What is required
Restate all entries exactly. Skip the images.
:::
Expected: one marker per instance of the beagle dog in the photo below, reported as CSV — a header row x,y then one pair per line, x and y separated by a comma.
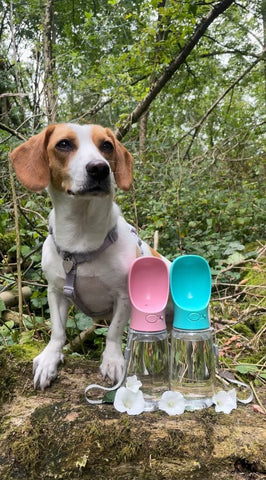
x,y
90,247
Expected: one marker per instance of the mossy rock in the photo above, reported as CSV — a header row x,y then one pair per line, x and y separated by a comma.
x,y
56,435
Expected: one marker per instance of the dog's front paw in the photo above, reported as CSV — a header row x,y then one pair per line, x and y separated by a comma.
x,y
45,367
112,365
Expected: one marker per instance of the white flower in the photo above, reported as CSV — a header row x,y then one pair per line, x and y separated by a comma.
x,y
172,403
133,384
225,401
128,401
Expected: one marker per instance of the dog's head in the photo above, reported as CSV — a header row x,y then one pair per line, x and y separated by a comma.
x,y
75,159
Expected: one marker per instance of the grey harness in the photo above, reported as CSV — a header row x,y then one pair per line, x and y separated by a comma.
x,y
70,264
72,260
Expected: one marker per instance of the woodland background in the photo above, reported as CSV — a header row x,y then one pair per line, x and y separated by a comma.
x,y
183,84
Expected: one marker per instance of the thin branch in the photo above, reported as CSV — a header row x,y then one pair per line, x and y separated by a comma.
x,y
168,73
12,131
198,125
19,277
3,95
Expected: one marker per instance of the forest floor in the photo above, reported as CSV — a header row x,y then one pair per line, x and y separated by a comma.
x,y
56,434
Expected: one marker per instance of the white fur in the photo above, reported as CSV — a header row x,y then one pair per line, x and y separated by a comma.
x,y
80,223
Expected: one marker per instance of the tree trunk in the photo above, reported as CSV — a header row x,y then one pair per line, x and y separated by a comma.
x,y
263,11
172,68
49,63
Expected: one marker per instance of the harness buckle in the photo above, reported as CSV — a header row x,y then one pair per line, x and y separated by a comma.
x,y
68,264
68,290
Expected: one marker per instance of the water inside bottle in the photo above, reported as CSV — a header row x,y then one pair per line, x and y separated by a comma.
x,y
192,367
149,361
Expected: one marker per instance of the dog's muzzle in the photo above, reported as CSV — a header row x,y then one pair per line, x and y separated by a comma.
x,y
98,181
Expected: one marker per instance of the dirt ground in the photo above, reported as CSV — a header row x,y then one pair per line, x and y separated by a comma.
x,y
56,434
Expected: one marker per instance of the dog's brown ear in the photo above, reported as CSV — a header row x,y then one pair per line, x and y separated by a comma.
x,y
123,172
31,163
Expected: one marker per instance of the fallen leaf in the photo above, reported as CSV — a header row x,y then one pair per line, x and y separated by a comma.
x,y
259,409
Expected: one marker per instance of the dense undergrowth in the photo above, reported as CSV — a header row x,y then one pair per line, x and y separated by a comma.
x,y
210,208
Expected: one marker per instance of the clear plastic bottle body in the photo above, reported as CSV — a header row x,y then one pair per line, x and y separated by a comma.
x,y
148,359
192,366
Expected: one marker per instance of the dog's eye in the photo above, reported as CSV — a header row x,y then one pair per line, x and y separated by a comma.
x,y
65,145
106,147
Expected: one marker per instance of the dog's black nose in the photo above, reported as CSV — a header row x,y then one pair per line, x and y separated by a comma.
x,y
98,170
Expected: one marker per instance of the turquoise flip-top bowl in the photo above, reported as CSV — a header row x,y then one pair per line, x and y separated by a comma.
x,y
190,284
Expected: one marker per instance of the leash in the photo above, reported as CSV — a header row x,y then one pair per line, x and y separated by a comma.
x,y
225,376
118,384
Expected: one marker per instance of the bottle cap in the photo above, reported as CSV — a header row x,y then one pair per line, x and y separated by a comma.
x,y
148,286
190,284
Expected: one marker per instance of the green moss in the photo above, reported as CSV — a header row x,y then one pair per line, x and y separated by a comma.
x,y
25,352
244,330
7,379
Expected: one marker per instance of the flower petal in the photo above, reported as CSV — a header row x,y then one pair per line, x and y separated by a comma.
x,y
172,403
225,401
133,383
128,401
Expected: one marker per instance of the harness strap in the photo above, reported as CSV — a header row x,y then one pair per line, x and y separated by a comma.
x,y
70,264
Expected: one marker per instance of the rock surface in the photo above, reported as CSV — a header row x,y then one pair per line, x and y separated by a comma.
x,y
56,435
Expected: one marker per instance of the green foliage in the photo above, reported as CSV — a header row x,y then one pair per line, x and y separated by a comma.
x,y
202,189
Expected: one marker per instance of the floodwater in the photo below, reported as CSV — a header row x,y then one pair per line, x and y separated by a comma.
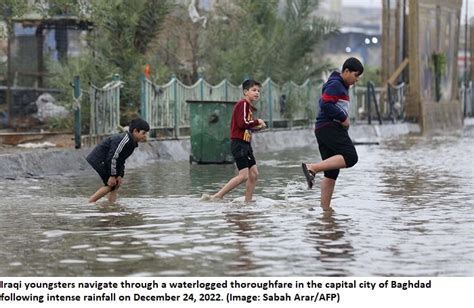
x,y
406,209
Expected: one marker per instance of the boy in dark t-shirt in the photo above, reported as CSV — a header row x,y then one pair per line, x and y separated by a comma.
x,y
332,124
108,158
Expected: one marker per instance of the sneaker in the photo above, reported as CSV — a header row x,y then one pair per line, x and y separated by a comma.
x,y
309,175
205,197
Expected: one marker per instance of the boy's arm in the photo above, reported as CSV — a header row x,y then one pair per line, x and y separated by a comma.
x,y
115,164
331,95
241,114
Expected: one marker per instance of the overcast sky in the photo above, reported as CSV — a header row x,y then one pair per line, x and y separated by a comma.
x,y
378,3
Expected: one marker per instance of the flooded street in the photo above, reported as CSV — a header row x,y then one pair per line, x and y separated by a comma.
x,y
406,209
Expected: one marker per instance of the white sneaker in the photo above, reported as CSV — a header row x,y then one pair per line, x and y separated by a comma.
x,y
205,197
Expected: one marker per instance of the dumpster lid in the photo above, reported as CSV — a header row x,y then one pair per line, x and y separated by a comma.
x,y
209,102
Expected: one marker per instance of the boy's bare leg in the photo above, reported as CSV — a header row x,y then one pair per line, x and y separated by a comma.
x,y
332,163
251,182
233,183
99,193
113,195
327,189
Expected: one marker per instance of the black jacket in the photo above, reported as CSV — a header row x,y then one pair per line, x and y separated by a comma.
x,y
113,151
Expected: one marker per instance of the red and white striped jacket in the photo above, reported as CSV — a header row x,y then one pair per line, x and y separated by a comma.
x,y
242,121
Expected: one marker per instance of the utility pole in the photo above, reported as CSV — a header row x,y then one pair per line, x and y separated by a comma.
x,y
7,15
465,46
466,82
:::
Answer to the exercise
Expected: one marker per instance of the beagle dog in the photo below, reported as CSV — a header row x,y then one pair per line, x and y separated by a comma.
x,y
90,247
Expected: one marker per instance of the mossy rock in the photo above, reported as CSV — a header row x,y then one pair per line, x and y separated by a comma.
x,y
56,435
Expected: one marker per instance of the dog's front paw in the photo above, reported as CSV — a header row x,y then one pair per line, x and y separated by a comma.
x,y
45,367
112,365
Expected: one marker per instance of the white flower in the photo above, reported as CSV — a header row x,y then one pair per line, x and y separated by a comma.
x,y
172,403
133,384
225,401
128,401
Expected: one marker per instance of the dog's head in the photo above, reported as CSV — a header row x,y then one pair per line, x and y separated by a comma.
x,y
75,159
Expected: one marker per instance of the grey harness in the photo above, reported as CSV — a header row x,y then one pair per line, x and y separated by a comma.
x,y
70,264
72,260
Expected: one marker per instance of the woodland background in the photo above, reported as CSV — a header row x,y then one pair per line, x and y separated by a comma.
x,y
183,84
Expected: one marker per instance of the thin branch in the photo above, reported as CSV — a header row x,y then one pair per line, x and y separated by a comma.
x,y
168,73
12,131
198,125
19,277
3,95
Expected: one marker per instance of the forest floor in the photo above, reported as CSV — a header row x,y then one pair per line, x and y separated by a comma.
x,y
56,434
Expected: one marker per instance of the white fur in the photo above, reported as CSV — a header row x,y then one pair per line, x and y separated by a comma.
x,y
80,223
Expected: one marker per instance of the tree trunk in the photo above, reported as CSV — a header row x,y then one pair per line, x and y separated by a comma.
x,y
263,11
172,68
49,63
Expected: one marker per instance of the harness buckle in the photo above, reported as CSV — a header row x,y then one pair per line, x and y separated by a comma.
x,y
68,264
68,290
Expected: one marker per instance of the water inside bottle in the photo above, reported as CSV — a header row x,y then one pair per line, x and y separated by a comma.
x,y
192,367
149,361
Expected: one marker per instance of the dog's muzzle in the photo above, reported as CSV — a header row x,y then one pair per line, x and y separated by a comma.
x,y
98,181
Expected: one marker per instance of the dirt ground in the photo above, reported as CSV — a header row x,y then one pair per line, x and y separated by a comma.
x,y
56,434
Expected: one marker per instance of the dog's brown ear in the photo above, reported as CSV — a header row x,y then one pair per line, x and y separated by a comma.
x,y
123,172
31,163
Expected: one marker per instance of the fallen leaf in the photo above, reported as CSV — a header row x,y then one pair per line, x and y separated by a comma.
x,y
259,409
Expected: one marker per instance of the dense undergrowth in the photo above, reported as CSV — a header row x,y then one pair per line, x and y separated by a comma.
x,y
210,208
Expected: one marker per instance of the clear plastic bottle body in the photo above, reported as CSV — a header row x,y then one pair per line, x and y separated by a comma.
x,y
148,359
192,366
Expected: one marker per instance of the dog's eye in the photo above, reported as CSV — a header row x,y then one pair per line, x and y separated by a comma.
x,y
65,145
106,147
Expected: one marker per instance of the dog's black nose in the photo above, reported as CSV — a header row x,y then one pair per line, x and y separated by a comma.
x,y
98,170
Expected: one marker per instance of the turquoise flip-top bowl in the photo above, reported as CSV — a header row x,y then one pair per line, x and y separated by a comma.
x,y
190,284
Expected: one marker per instance of the leash in the photo above, reported as CSV — a header row x,y then one pair per line, x and y separated by a comma.
x,y
225,376
118,384
Expected: one marker per instance of the bottle cap in the photo above, reported as CSV — a header row x,y then one pair per line, x and y separated by a comma.
x,y
148,286
190,284
Expected: one marker per instance of the green moss in the photo above, reported as CSV — a header row x,y then one pair per line, x and y separated by a comma.
x,y
25,352
244,330
7,379
Expected: one marker per instance of the flower petal in the photo above, reported as CSV — a header row x,y then one pair per line, x and y separated by a comma.
x,y
172,403
225,401
133,383
128,401
Expected: one marker per instance of the harness strap in the photo above, reported as CSV — a header row x,y then one pair per line, x and y separated by a comma.
x,y
70,264
Expected: one marker per instance of the rock surface in the photo above, reported as CSV — a header row x,y then one pair per line, x and y separated by a comma.
x,y
56,435
Expected: one marker per instance of the green foliage in the photo above, reported as CSV — a header row x,y then one pair per line, x and y separated by a comma.
x,y
202,189
Expected: one marker per instance of the floodwater in the photo below, reported as CSV — a header row x,y then one pair per line, x and y separated by a comma.
x,y
406,209
Expected: one marker per instance of the boy in dark t-shirt in the photo above, reported as CSV — a header row x,y then one pair per line, x and y separated by a comma.
x,y
332,124
108,158
Expected: one marker per instance of the sneaker in the photo above, reported as CSV — a header row x,y then one pair per line, x and y separated by a comma.
x,y
309,175
205,197
Expected: one marker per instance of the boy's arm in the photo above, reported as CSV — a header row x,y then one pair per line, x and y separated by a comma.
x,y
115,164
331,95
241,114
Expected: one marker per instance of the overcast sky in the photo above, reported as CSV — a header row x,y then one pair per line, x and y separated by a comma.
x,y
378,3
Expected: one marker per instance of the flooded street in the photo above, reported as CSV — a header row x,y then one pair per line, x and y separated by a comma.
x,y
406,209
Expected: one marker per instance of the white sneaker in the photo above, reported as CSV — a header row x,y then one pair per line, x and y separated by a comma.
x,y
205,197
Expected: one marker per instance of the dumpster lid in the photo above, reported as CSV — a header row x,y then one pair per line, x and y separated by a comma.
x,y
209,102
Expected: one marker per instance of the boy's bare leg in the photo above, reported as CSV — a header row x,y then one pair per line, x and y separated by a comma.
x,y
332,163
251,182
233,183
99,193
113,195
327,189
Expected: one marker per instance of the black jacket in the photo above, reported as CSV — a header row x,y then one pair per line, x and y separated by a comma.
x,y
113,151
Expected: one marker per instance of the red and white striped jacket in the photo above, reported as CSV — a header row x,y then one pair per line, x and y separated by a comma.
x,y
242,121
Expected: one marker per instance of the utility pole in the photo above, reported as CSV — a header row x,y then one pair per line, x and y separated by a comma.
x,y
7,15
465,46
466,82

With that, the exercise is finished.